__Do this__: Extract the full set of records, then give each one again exactly.

__Data for this task__:
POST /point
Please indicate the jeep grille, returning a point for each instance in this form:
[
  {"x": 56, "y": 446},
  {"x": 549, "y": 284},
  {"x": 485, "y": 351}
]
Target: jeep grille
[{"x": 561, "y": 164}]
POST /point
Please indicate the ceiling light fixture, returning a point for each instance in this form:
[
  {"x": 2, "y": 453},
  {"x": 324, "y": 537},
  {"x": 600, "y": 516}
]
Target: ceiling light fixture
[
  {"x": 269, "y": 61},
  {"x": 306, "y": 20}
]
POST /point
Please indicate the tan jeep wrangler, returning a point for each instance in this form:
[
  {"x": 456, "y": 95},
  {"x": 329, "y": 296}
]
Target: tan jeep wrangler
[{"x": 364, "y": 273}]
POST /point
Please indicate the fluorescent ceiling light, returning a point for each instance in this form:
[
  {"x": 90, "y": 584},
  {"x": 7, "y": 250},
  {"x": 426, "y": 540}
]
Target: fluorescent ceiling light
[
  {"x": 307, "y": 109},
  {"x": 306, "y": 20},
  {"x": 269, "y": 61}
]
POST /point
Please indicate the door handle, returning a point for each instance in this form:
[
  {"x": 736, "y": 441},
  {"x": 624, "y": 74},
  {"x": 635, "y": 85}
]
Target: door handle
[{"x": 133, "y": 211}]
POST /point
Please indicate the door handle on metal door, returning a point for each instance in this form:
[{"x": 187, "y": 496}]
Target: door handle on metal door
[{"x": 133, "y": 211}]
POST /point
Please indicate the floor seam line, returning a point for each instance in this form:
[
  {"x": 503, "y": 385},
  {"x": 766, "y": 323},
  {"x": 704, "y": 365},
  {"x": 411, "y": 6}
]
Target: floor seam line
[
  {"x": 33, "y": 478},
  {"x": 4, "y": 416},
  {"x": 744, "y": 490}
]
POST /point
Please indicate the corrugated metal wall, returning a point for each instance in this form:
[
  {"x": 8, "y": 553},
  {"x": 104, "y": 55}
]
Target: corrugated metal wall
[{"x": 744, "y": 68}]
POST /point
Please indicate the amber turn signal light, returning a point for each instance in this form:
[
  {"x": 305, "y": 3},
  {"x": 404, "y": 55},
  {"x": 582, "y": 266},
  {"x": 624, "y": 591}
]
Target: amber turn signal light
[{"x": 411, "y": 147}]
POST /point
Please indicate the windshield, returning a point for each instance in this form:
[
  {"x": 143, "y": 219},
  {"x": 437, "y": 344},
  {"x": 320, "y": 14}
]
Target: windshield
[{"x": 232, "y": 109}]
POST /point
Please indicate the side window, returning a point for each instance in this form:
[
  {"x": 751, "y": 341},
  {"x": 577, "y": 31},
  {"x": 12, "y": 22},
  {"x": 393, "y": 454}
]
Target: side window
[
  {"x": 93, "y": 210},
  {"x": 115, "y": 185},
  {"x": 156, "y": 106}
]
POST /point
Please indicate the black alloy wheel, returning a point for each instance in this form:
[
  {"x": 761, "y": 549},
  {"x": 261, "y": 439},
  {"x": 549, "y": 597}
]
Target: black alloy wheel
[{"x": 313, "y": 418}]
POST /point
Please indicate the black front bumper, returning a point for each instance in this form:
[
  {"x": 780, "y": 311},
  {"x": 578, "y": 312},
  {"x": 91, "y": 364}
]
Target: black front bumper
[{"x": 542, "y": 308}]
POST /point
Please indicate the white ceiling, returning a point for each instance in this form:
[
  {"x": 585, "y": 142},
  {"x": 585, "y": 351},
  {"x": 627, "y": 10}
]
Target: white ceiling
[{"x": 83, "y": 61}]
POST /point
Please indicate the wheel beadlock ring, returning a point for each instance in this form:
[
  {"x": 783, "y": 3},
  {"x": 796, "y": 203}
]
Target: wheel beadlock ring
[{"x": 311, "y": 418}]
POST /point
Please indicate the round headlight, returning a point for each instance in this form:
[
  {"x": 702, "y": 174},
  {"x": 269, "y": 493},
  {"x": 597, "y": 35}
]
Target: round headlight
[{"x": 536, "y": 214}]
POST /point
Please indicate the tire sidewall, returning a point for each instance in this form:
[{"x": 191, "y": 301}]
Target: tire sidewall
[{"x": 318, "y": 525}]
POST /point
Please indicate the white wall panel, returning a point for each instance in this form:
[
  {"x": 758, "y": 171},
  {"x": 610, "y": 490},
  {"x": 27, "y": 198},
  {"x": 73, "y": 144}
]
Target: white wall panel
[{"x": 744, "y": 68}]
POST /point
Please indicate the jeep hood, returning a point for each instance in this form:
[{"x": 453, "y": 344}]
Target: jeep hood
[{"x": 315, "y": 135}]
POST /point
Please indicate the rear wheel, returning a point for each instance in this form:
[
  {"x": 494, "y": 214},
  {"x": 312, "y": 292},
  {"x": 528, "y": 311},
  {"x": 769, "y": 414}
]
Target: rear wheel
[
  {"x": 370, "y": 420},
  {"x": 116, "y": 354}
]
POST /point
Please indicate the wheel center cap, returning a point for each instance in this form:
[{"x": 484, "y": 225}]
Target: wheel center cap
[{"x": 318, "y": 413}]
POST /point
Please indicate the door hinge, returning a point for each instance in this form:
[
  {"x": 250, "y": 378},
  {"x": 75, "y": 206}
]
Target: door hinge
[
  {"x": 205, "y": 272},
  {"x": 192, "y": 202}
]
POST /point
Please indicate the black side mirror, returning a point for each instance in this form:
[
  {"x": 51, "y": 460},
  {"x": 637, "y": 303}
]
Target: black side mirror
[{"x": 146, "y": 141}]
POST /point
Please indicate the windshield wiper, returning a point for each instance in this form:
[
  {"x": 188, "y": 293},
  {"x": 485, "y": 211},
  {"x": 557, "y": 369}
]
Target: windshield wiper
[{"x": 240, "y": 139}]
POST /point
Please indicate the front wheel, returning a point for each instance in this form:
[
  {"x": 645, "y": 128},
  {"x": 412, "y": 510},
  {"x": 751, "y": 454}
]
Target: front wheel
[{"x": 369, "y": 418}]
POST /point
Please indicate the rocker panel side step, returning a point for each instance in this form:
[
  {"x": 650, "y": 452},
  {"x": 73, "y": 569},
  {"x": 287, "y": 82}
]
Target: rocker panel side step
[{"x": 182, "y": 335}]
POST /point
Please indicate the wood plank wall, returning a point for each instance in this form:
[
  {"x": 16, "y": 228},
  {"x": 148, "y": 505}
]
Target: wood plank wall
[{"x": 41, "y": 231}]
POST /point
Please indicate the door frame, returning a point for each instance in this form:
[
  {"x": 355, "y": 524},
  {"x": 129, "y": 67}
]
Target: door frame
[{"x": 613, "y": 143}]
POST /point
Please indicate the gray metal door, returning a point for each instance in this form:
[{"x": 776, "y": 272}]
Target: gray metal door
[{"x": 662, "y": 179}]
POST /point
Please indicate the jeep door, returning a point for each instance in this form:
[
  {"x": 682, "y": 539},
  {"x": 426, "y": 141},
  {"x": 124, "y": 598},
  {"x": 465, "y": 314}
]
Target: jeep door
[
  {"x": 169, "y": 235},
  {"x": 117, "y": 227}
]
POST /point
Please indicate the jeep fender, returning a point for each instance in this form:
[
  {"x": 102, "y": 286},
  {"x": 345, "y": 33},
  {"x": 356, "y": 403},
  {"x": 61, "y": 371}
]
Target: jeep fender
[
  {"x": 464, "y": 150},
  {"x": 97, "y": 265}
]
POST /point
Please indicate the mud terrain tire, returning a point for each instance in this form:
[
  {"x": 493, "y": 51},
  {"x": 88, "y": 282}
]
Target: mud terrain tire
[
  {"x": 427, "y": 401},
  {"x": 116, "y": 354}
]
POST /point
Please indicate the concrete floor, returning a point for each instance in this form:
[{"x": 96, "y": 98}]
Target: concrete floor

__Task response__:
POST /point
Please indicate the jeep grille, returning a point for each instance in this form:
[
  {"x": 56, "y": 446},
  {"x": 549, "y": 284},
  {"x": 485, "y": 351}
]
Target: jeep grille
[{"x": 561, "y": 164}]
POST /point
Please indicate the ceiling light fixture, returning a point for each instance in this form:
[
  {"x": 2, "y": 453},
  {"x": 324, "y": 537},
  {"x": 600, "y": 516}
]
Target: ceiling light fixture
[
  {"x": 269, "y": 61},
  {"x": 306, "y": 20}
]
POST /point
Please indicate the tan jeep wrangler, returning a point for each instance in this form:
[
  {"x": 456, "y": 95},
  {"x": 329, "y": 296}
]
Target: tan jeep wrangler
[{"x": 364, "y": 273}]
POST /point
Please indicate the fluorescent ceiling light, returning a point for each instance in this form:
[
  {"x": 90, "y": 584},
  {"x": 7, "y": 250},
  {"x": 426, "y": 540}
]
Target: fluorescent ceiling light
[
  {"x": 307, "y": 109},
  {"x": 306, "y": 20},
  {"x": 269, "y": 61}
]
POST /point
Please indicate the door handle, returning a point for each instance in this form:
[
  {"x": 736, "y": 441},
  {"x": 624, "y": 74},
  {"x": 635, "y": 85}
]
Target: door handle
[{"x": 133, "y": 211}]
POST /point
Please indicate the door handle on metal door, returning a point for each instance in this form:
[{"x": 187, "y": 496}]
Target: door handle on metal door
[{"x": 133, "y": 211}]
POST /point
Please indicate the floor seam line, returning a point for each instance in this form:
[
  {"x": 503, "y": 385},
  {"x": 766, "y": 323},
  {"x": 704, "y": 365},
  {"x": 411, "y": 6}
]
Target: floor seam line
[
  {"x": 33, "y": 478},
  {"x": 4, "y": 416},
  {"x": 744, "y": 490}
]
POST /point
Please indicate the corrugated metal wall, returning a point for each instance in this form:
[
  {"x": 8, "y": 553},
  {"x": 104, "y": 55}
]
Target: corrugated metal wall
[{"x": 744, "y": 68}]
POST /point
Please indicate the amber turn signal light, returning a point for each instance in this form:
[
  {"x": 305, "y": 3},
  {"x": 404, "y": 55},
  {"x": 582, "y": 266},
  {"x": 624, "y": 591}
]
Target: amber turn signal light
[{"x": 411, "y": 147}]
POST /point
Please indicate the windshield, returning a point for each instance in this form:
[
  {"x": 143, "y": 219},
  {"x": 437, "y": 344},
  {"x": 320, "y": 14}
]
Target: windshield
[{"x": 232, "y": 109}]
POST /point
Please indicate the side window, returning a point for each instance in this form:
[
  {"x": 751, "y": 341},
  {"x": 577, "y": 31},
  {"x": 12, "y": 22},
  {"x": 393, "y": 454}
]
Target: side window
[
  {"x": 93, "y": 210},
  {"x": 115, "y": 185},
  {"x": 156, "y": 106}
]
POST /point
Please indicate the black alloy wheel, returning a point for each instance in this form:
[
  {"x": 761, "y": 549},
  {"x": 261, "y": 439},
  {"x": 549, "y": 597}
]
Target: black alloy wheel
[{"x": 313, "y": 418}]
POST /point
Please indicate the black front bumper, returning a point for each instance in this form:
[
  {"x": 780, "y": 311},
  {"x": 578, "y": 312},
  {"x": 91, "y": 364}
]
Target: black front bumper
[{"x": 542, "y": 308}]
POST /point
Please indicate the white ceiling, returning a point for each instance in this form:
[
  {"x": 585, "y": 142},
  {"x": 585, "y": 351},
  {"x": 627, "y": 10}
]
Target: white ceiling
[{"x": 83, "y": 61}]
POST /point
Please indicate the wheel beadlock ring, returning a point for each instance in this form:
[
  {"x": 783, "y": 3},
  {"x": 796, "y": 203}
]
Target: wheel beadlock ring
[{"x": 311, "y": 418}]
POST /point
Please indicate the round headlight, returning a point for each instance in this form:
[
  {"x": 702, "y": 174},
  {"x": 269, "y": 493},
  {"x": 597, "y": 35}
]
Target: round headlight
[{"x": 536, "y": 214}]
POST /point
Please indicate the tire sidewall, returning a point for each instance in this form:
[{"x": 191, "y": 301}]
Target: tire sidewall
[{"x": 318, "y": 525}]
POST /point
Please indicate the white wall panel, returning a point for each instance in this form:
[
  {"x": 758, "y": 171},
  {"x": 610, "y": 490},
  {"x": 27, "y": 198},
  {"x": 73, "y": 144}
]
Target: white wall panel
[{"x": 744, "y": 68}]
POST /point
Please indicate the jeep hood, returning a point for each instance in this form:
[{"x": 453, "y": 344}]
Target: jeep hood
[{"x": 315, "y": 135}]
POST /point
Please indicate the rear wheel, returning a point for each instance in this form:
[
  {"x": 494, "y": 214},
  {"x": 312, "y": 292},
  {"x": 528, "y": 311},
  {"x": 769, "y": 414}
]
Target: rear wheel
[
  {"x": 370, "y": 420},
  {"x": 116, "y": 354}
]
POST /point
Please indicate the wheel center cap, returning a point for each instance in this form:
[{"x": 484, "y": 225}]
Target: wheel center cap
[{"x": 318, "y": 413}]
POST /point
Please indicate the door hinge, returning a point for each instance in this form:
[
  {"x": 250, "y": 378},
  {"x": 75, "y": 206}
]
Target: door hinge
[
  {"x": 205, "y": 272},
  {"x": 192, "y": 202}
]
POST /point
Please indicate the black side mirror, returning a point for each instance in this form:
[
  {"x": 51, "y": 460},
  {"x": 637, "y": 303}
]
Target: black side mirror
[{"x": 146, "y": 141}]
POST /point
Please indicate the windshield wiper, returning a point for each instance in this form:
[
  {"x": 188, "y": 293},
  {"x": 485, "y": 211},
  {"x": 557, "y": 369}
]
Target: windshield wiper
[{"x": 240, "y": 139}]
POST /point
Please indicate the front wheel, returning a point for each instance in this form:
[
  {"x": 645, "y": 128},
  {"x": 412, "y": 510},
  {"x": 751, "y": 454}
]
Target: front wheel
[{"x": 369, "y": 418}]
POST /point
Please indicate the rocker panel side step, returning a point for each instance in this form:
[
  {"x": 650, "y": 452},
  {"x": 73, "y": 569},
  {"x": 287, "y": 82}
]
Target: rocker panel side step
[{"x": 182, "y": 335}]
POST /point
Please indicate the wood plank wall, returning a point for each instance in this form:
[
  {"x": 16, "y": 228},
  {"x": 148, "y": 505}
]
Target: wood plank wall
[{"x": 41, "y": 231}]
POST /point
Please indicate the door frame, returning a point for each instance in this form:
[
  {"x": 355, "y": 524},
  {"x": 129, "y": 67}
]
Target: door frame
[{"x": 613, "y": 143}]
POST /point
Please indicate the gray metal door, returning a point for each instance in this form:
[{"x": 776, "y": 272}]
Target: gray metal door
[{"x": 662, "y": 179}]
POST /point
Please indicate the jeep door, returning a point for each instance in this form:
[
  {"x": 682, "y": 539},
  {"x": 426, "y": 141},
  {"x": 124, "y": 598},
  {"x": 465, "y": 314}
]
Target: jeep door
[
  {"x": 169, "y": 235},
  {"x": 117, "y": 227}
]
POST /point
Please indicate the jeep fender, returning a point for each instance in this form:
[
  {"x": 102, "y": 286},
  {"x": 345, "y": 33},
  {"x": 356, "y": 403},
  {"x": 61, "y": 371}
]
Target: jeep fender
[
  {"x": 464, "y": 150},
  {"x": 97, "y": 265}
]
POST /point
Please indicate the mud terrain tire, returning a point for each instance in this form:
[
  {"x": 493, "y": 51},
  {"x": 88, "y": 282}
]
Target: mud terrain tire
[
  {"x": 427, "y": 401},
  {"x": 116, "y": 354}
]
POST /point
Please indicate the concrete floor, returning a point for each instance in this form:
[{"x": 96, "y": 98}]
Target: concrete floor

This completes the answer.